GIVEN INSTRUCTION 1:
In the forum thread about which computers people use, what machine and operating system does Nevada name as a workstation?
GIVEN INSTRUCTION 2:
Extend the forum thread about which computers people use, picking up after its final post.

# What computer do you use?



## Heritagefarm (Feb 21, 2010)

Also, what OS do you use. Poll is multiple choice in case you have windows machines and macs.


----------



## Belfrybat (Feb 21, 2003)

Three PCs - A Win XP (offline), Win 7, Win 10


----------



## Kung (Jan 19, 2004)

A bunch.

Windows laptop (dual booted with Linux)
Mac (for video editing)
Windows Server 2K12 Essentials (home file/media server)
Android tablet
iPhone


----------



## painterswife (Jun 7, 2004)

Windows on two home computers and a work one.
Windows server 2018, 2012 and windows home server
Android on phones and tablets


----------



## Heritagefarm (Feb 21, 2010)

I use a MacBook Pro laptop or iOS on iPad and iPhone. Is that a case of obsessive brand loyalty or something?


----------



## arabian knight (Dec 19, 2005)

I also have a iPad Air which sometimes I do use iOS to go on line and even come here and post when away from my iMac at home. Like over Christmas when I was at my Dads house for two weeks.


----------



## jwal10 (Jun 5, 2010)

Chromebook....James


----------



## Nevada (Sep 9, 2004)

My workstation is an HP laptop running Windows 10.


----------



## stifler (Apr 16, 2016)

Use a PC with a Windows 7 OS. Never upgrade my Windows, because I love Windows 7. :sing:


----------



## arabian knight (Dec 19, 2005)

It will not be long and Apple I read, will be calling OSX just Mac OS
After all iOS is for all Apple iphones, iPads etc. so now it will be Mac OS.


----------



## piro222 (Jul 27, 2015)

Sony VAIO - XP, 
Compaq Presario-XP, 
Lenovo - VISTA, 
Dell -7.0, 
Asus -7.0.



Pet Peeve: Absolutely do not like 8 ... haven't tried 10 on someone else's computer yet, but outwardly looks too much like 8 for me to have much confidence that I'll like it ...

Why is scattering all the same functions over different screen and file locations a good reason for upgrading the operating system?

If you've learned to drive a car with the accelerator pedal on the floor with the right foot, and the brake and clutch pedal on the floor using the left foot, why would you upgrade to your next car with a left hand operated accelerator pedal at the upper left side of the windshield and a gearshifter to be activated with your right foot on the floor?

OK ... I'm off the Soapbox ...


----------



## arabian knight (Dec 19, 2005)

Because there is a shift in what and how people are using there things ( there toys ) today to get on the internet.
And that is Smart Phones and Tablets, AND Laptops.~!

EXCERPTED RECORDS:

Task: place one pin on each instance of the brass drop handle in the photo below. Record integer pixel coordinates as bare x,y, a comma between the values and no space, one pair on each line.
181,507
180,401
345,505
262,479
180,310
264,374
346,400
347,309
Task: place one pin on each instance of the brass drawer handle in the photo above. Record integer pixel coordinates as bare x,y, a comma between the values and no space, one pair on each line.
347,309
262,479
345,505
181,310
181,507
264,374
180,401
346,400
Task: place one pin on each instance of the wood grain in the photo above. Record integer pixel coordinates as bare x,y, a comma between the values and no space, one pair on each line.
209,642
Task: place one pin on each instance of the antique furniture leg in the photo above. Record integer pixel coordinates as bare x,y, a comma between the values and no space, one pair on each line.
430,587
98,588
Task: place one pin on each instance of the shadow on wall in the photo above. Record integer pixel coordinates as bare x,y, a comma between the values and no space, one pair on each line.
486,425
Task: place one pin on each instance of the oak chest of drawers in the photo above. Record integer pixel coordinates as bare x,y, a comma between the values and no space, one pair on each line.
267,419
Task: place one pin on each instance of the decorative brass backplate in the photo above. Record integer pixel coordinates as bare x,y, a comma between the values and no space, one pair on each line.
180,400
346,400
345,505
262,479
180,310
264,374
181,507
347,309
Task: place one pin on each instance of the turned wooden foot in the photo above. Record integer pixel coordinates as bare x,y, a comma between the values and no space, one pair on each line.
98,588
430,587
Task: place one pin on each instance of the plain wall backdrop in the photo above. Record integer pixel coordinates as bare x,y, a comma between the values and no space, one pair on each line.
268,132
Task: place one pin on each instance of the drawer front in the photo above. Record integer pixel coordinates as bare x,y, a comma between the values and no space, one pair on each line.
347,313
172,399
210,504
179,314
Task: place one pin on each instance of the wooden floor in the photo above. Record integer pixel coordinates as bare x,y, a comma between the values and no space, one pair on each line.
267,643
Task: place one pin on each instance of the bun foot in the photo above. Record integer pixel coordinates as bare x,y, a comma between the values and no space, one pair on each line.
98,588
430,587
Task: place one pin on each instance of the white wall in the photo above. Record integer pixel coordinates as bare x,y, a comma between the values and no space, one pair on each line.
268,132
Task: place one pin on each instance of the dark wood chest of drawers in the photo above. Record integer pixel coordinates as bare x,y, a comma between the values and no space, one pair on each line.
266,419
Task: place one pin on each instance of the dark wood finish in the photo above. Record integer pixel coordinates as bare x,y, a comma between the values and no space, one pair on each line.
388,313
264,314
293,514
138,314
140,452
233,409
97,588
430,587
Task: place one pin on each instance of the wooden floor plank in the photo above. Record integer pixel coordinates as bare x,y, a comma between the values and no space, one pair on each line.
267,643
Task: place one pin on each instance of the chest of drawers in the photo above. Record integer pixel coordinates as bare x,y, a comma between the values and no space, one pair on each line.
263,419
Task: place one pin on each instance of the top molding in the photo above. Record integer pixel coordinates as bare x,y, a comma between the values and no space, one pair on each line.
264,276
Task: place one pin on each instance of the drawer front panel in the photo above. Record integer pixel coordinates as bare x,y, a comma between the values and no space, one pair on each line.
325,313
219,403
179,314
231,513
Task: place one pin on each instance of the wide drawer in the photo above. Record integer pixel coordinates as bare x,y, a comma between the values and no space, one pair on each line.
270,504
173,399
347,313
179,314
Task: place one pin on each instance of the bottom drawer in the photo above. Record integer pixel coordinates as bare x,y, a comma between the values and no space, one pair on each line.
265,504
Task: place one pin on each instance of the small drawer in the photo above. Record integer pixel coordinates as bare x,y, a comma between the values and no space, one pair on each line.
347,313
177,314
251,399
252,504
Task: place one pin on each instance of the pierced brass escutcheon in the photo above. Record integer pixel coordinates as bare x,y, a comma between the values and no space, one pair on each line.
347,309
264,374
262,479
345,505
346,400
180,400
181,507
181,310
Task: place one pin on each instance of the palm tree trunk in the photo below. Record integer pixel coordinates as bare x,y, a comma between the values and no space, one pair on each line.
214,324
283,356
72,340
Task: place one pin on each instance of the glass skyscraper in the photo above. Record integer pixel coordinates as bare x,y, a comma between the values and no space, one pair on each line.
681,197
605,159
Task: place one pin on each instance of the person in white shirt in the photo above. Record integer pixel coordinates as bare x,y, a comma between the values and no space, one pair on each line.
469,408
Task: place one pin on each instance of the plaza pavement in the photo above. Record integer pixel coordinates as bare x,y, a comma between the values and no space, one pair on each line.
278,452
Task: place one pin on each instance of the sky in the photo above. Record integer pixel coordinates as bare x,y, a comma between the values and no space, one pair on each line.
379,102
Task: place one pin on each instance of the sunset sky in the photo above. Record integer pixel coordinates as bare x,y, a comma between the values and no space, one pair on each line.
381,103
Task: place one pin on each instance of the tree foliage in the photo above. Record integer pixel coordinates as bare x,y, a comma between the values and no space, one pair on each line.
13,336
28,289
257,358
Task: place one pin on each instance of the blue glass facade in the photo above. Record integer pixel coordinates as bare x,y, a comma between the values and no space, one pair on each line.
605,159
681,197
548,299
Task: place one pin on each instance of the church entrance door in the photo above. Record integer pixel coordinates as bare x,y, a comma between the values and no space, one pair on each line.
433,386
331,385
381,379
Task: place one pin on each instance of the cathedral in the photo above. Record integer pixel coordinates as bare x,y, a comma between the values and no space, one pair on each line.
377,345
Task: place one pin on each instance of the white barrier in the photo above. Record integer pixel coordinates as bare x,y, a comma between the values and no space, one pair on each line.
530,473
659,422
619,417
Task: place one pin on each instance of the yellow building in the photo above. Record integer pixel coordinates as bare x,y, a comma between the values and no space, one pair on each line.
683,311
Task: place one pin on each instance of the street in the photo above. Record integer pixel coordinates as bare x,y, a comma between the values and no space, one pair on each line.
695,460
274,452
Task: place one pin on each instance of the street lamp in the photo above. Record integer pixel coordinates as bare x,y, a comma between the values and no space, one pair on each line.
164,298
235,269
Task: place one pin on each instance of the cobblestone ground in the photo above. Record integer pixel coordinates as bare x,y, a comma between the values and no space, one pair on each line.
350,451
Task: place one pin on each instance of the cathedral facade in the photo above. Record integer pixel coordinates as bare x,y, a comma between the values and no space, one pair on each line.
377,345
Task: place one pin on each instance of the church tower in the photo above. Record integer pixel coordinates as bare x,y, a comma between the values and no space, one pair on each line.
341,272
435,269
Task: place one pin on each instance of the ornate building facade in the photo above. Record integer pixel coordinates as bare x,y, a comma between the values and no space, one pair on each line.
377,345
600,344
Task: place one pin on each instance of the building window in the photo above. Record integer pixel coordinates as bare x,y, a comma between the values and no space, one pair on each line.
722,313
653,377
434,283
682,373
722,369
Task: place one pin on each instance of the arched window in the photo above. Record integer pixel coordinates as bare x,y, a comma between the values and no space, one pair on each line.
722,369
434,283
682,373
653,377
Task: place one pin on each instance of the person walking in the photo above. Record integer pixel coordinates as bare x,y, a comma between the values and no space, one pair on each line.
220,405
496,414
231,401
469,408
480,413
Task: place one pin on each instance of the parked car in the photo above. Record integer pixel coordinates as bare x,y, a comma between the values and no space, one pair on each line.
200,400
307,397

EXERCISE OUTPUT 1:
An HP laptop running Windows 10.

EXERCISE OUTPUT 2:
And that is the vary reason Windows has made this OS turn. To make desktops look and feel like those especially laptops that have touch screens, as tablets and cell phones look and feel like.
Even I having a iMac with that use of what Apple calls a Magic Mouse Pad, I also can make my iMac do a lot of things with my figures on the pad just like you use them on a Tablet, or in my case my iPad. LOL
SO the screen configurations are much more closely aligned with what the great majority in the world are using, as the desktop units have been dropping in sales and have seen a Huge Drop off in the last few years, as people use their Smart Phones AND tablets to do what they ONCE did on only their desktops.
Times, there are a changing.
And the world is switching away from Desktops as use has been switching over they the Windows folks have to keep up for what the WORLD wants and is using.


----------



## Nevada (Sep 9, 2004)

arabian knight said:


> Times, there are a changing.
> And the world is switching away from Desktops as use has been switching over they the Windows folks have to keep up for what the WORLD wants and is using.


There is a contingent of people who only use computers to visit Facebook and do a little email. A laptop is a lot more computer than they need. Tablets and smart phones are fine for that.

But I'm not sure I consider that progress. LOL


----------



## Heritagefarm (Feb 21, 2010)

My phone has been annoying me recently. I'm a power user, and constantly need stuff done that apps and IPhones normally don't do. Well, and just the copy and paste function is enough to make me go insane after a while. Having a mouse is really the best option, or trackpad.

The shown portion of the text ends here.